● WORK TO COMPLETE
Arrange every line of the records below as a numbered list, skipping any blank lines and leaving out the pictures.

━━━━━ TASK INPUTS

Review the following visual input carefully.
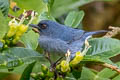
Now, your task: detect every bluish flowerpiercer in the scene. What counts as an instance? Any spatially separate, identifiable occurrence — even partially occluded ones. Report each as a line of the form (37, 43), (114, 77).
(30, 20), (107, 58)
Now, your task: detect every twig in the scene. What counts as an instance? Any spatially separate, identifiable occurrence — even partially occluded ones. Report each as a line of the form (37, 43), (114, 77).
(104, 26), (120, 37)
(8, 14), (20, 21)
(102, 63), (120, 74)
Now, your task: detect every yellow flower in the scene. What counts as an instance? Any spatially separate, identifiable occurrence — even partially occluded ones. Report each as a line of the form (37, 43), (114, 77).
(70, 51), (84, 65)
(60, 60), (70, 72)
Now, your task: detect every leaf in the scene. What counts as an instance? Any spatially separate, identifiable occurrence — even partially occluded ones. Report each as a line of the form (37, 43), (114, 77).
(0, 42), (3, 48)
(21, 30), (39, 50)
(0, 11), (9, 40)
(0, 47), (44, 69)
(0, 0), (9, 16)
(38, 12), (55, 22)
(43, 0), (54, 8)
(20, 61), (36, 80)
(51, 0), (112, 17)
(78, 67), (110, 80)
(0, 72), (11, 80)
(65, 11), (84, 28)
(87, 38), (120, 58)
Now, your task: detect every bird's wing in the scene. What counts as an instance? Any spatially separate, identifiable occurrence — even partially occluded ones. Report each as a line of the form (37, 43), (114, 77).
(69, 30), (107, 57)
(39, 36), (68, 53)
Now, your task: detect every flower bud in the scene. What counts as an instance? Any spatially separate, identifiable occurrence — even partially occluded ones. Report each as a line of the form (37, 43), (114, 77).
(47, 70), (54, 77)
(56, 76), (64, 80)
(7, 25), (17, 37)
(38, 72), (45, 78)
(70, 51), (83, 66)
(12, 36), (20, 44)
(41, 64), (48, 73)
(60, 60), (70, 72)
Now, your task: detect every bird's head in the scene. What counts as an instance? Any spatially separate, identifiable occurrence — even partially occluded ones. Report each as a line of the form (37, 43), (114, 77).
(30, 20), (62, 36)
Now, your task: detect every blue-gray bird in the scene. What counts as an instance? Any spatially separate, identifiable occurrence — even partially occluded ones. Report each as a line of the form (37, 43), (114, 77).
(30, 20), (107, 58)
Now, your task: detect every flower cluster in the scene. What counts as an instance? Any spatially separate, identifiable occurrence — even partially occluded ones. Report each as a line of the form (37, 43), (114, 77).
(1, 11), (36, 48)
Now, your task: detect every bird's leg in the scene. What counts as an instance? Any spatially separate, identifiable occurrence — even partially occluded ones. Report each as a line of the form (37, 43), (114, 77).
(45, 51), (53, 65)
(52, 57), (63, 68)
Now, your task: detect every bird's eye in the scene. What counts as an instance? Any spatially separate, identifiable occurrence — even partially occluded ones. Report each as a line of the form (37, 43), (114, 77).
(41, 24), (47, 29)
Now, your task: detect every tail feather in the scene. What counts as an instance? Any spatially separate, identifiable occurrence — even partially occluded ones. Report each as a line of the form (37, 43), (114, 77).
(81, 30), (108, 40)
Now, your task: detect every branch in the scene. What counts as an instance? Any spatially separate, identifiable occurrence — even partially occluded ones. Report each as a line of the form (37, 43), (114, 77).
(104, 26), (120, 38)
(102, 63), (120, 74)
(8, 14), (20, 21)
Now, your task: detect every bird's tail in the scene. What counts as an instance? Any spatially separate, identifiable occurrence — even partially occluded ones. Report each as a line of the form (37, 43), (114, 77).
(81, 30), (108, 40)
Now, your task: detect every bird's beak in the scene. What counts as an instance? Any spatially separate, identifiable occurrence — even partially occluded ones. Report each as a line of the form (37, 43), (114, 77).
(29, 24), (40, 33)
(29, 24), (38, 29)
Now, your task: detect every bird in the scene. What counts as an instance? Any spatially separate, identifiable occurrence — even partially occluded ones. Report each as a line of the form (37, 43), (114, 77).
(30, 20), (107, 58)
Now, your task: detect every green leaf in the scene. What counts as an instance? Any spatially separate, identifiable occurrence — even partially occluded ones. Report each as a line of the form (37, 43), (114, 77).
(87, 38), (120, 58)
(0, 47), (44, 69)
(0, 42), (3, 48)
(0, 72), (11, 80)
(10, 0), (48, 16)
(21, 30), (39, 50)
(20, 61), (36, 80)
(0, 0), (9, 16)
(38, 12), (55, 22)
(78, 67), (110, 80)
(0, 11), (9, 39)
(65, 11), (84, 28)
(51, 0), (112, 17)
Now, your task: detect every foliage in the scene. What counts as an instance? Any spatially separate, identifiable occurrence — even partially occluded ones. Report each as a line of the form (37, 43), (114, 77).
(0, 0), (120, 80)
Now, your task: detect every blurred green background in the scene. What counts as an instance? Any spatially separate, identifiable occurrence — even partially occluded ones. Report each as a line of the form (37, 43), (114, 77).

━━━━━━━━━━

● PROBLEM SOLUTION
1. Review the following visual input carefully.
2. Now, your task: detect every bluish flowerpiercer in the scene. What counts as an instance? Any spatially separate, identifiable occurrence — even partially occluded ones. Report each as a line of the form (37, 43), (114, 77).
3. (30, 20), (107, 58)
4. Now, your task: detect every twig in the scene. What counts as an instance? Any spatially separate, identifiable occurrence — even partially occluded ones. Report each as a line of the form (37, 43), (114, 77).
5. (104, 26), (120, 37)
6. (8, 14), (20, 21)
7. (102, 63), (120, 74)
8. Now, your task: detect every yellow flower in the scene. What counts as an instance? Any spatially separate, identifiable occurrence — even partially occluded ones. Report each as a line of the form (37, 43), (114, 77).
9. (70, 51), (84, 65)
10. (60, 60), (70, 72)
11. Now, your task: detect every leaf in the scene. What counts as an instance? Any spatially separate, identifiable occurrence — even partially occluded ones. Report each as a line of the form (37, 43), (114, 77).
12. (0, 42), (3, 48)
13. (21, 30), (39, 50)
14. (0, 11), (9, 40)
15. (0, 47), (44, 69)
16. (0, 0), (9, 16)
17. (38, 12), (55, 22)
18. (43, 0), (54, 8)
19. (20, 61), (36, 80)
20. (51, 0), (112, 17)
21. (78, 67), (110, 80)
22. (0, 72), (11, 80)
23. (65, 11), (84, 28)
24. (87, 38), (120, 58)
25. Now, your task: detect every bird's wing in the scene. What counts as an instance? Any spatially separate, identifiable occurrence — even partially occluded ones. Report each as a line of the form (37, 43), (114, 77).
26. (69, 30), (107, 57)
27. (39, 36), (68, 53)
28. Now, your task: detect every flower bud in the scene. What counts as an instance? Any spatially separate, identifiable occurrence — even partially occluded ones. Report each as a line of the form (37, 43), (114, 77).
29. (47, 70), (54, 77)
30. (56, 76), (64, 80)
31. (7, 25), (17, 37)
32. (38, 72), (45, 78)
33. (70, 51), (83, 66)
34. (12, 36), (20, 44)
35. (41, 64), (48, 73)
36. (60, 60), (70, 72)
37. Now, your task: detect every bird's head in the scene. What counts as an instance? Any spatially separate, identifiable occurrence — even partially occluded ones. Report each as a line of the form (37, 43), (114, 77).
38. (30, 20), (62, 36)
39. Now, your task: detect every blue-gray bird in the scene. What counts as an instance? Any spatially separate, identifiable occurrence — even partially occluded ones. Report each as a line of the form (37, 43), (114, 77).
40. (30, 20), (107, 58)
41. Now, your task: detect every flower cluster in the scene. What counts as an instance? Any spatially separate, identifiable occurrence — even partially occluded ones. Report each as a line of the form (37, 43), (114, 77).
42. (1, 11), (36, 48)
43. Now, your task: detect every bird's leg in the scene. What counts as an instance? Any spatially separate, identifiable occurrence — even partially occluded ones. Report each as a line of the form (37, 43), (114, 77).
44. (45, 51), (53, 65)
45. (52, 57), (63, 68)
46. Now, your task: detect every bird's eye in the scene. What counts as an instance? Any spatially separate, identifiable occurrence — even partially occluded ones. Report each as a line of the form (37, 43), (114, 77).
47. (41, 24), (47, 29)
48. Now, your task: detect every tail feather in the scene. What counts as an instance? Any spatially separate, identifiable occurrence — even partially occluded ones. Report each as a line of the form (37, 43), (114, 77).
49. (81, 30), (108, 40)
50. Now, your task: detect every branch in the scene. What counts as an instance? Any spatially separate, identifiable occurrence — even partially occluded ones. Report each as a line of the form (37, 43), (114, 77).
51. (104, 26), (120, 38)
52. (102, 63), (120, 74)
53. (8, 14), (20, 21)
54. Now, your task: detect every bird's tail in the scene. What counts as an instance? Any spatially separate, identifiable occurrence — even partially occluded ones. Report each as a line of the form (37, 43), (114, 77).
55. (81, 30), (108, 40)
56. Now, your task: detect every bird's beak in the scene. What counts as an instance? Any spatially separate, identifiable occurrence — even partially occluded ones. Report each as a line of the form (37, 43), (114, 77).
57. (29, 24), (40, 33)
58. (29, 24), (38, 29)
59. Now, your task: detect every bird in the scene. What counts as an instance? Any spatially separate, identifiable occurrence — even partially occluded ones. Report each as a line of the form (37, 43), (114, 77).
60. (30, 20), (107, 58)
61. Now, your task: detect every green leaf in the scene. What counts as an instance? Any spatially separate, identifiable occurrence — even partially occluded ones. Report each as a line of the form (37, 43), (114, 77).
62. (87, 38), (120, 58)
63. (0, 47), (44, 69)
64. (0, 42), (3, 48)
65. (0, 72), (11, 80)
66. (10, 0), (48, 16)
67. (21, 30), (39, 50)
68. (20, 61), (36, 80)
69. (0, 0), (9, 16)
70. (38, 12), (55, 22)
71. (78, 67), (110, 80)
72. (0, 11), (9, 39)
73. (65, 11), (84, 28)
74. (51, 0), (112, 17)
75. Now, your task: detect every foliage in the scene. What counts as an instance? Any spatially separate, identifiable occurrence — even partially occluded ones. Report each as a line of the form (37, 43), (114, 77).
76. (0, 0), (120, 80)
77. Now, your task: detect every blurred green background in the scene. What counts as an instance? Any spatially separate, identifiable occurrence — even partially occluded ones. Report each as a line of the form (37, 43), (114, 77).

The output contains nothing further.